== WRITTEN PROBLEM ==
Render each line of the records below as one numbered list, and omit the blank lines.

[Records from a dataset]
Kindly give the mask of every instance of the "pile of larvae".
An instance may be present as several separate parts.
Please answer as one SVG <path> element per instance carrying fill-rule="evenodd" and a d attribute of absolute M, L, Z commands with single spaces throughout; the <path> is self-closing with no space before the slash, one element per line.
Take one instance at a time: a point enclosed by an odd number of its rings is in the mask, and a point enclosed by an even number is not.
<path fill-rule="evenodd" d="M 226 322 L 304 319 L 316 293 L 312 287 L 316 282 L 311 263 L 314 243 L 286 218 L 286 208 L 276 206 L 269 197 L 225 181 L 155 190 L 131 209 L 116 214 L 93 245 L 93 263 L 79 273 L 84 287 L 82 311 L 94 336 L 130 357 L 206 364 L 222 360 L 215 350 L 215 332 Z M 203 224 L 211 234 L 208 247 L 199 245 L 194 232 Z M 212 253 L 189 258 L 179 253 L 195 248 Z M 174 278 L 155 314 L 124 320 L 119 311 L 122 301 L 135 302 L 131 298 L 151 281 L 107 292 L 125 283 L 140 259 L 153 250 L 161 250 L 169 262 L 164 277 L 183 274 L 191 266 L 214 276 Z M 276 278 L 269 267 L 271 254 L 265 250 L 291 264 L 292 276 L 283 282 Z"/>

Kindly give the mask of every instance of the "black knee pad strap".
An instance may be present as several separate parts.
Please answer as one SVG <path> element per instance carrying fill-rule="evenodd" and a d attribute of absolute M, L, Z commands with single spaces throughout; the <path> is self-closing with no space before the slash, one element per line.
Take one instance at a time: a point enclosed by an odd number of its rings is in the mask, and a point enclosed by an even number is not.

== THE SOLUTION ==
1. Kindly give the mask of every instance of the "pile of larvae".
2. An instance may be present as several separate parts.
3. Please answer as one SVG <path> element per instance carrying fill-rule="evenodd" and a d attribute of absolute M, L, Z commands with single spaces throughout; the <path> is self-closing with no space before the slash, one element per line.
4. Take one instance at a time: a point enclosed by an odd number of its rings is in the mask, and a point enclosed by an even number is not.
5. <path fill-rule="evenodd" d="M 226 322 L 304 319 L 316 293 L 312 287 L 316 282 L 311 263 L 314 243 L 286 218 L 286 208 L 276 206 L 269 197 L 225 181 L 155 190 L 131 209 L 116 214 L 93 245 L 93 263 L 79 273 L 84 287 L 82 311 L 94 336 L 130 357 L 206 364 L 222 360 L 215 350 L 215 332 Z M 203 224 L 211 234 L 208 247 L 199 245 L 194 232 Z M 212 253 L 189 258 L 179 253 L 195 248 Z M 174 278 L 155 314 L 124 320 L 119 311 L 122 301 L 135 302 L 131 298 L 151 281 L 107 292 L 125 283 L 140 259 L 153 250 L 161 250 L 169 262 L 164 277 L 183 274 L 191 266 L 214 276 Z M 276 278 L 269 267 L 271 254 L 265 250 L 291 264 L 292 276 L 283 282 Z"/>
6. Kindly give the mask of every instance of the "black knee pad strap".
7. An instance may be present as several separate parts.
8. Please answer as one SVG <path> element per instance carrying fill-rule="evenodd" and a d attribute of absolute M, L, Z commands with single spaces throughout; the <path> is self-closing with no space before the slash, one element per line.
9. Take one instance at a time: a point enclosed by an odd number of its rings is in the mask, and a point enclosed by an even number is not.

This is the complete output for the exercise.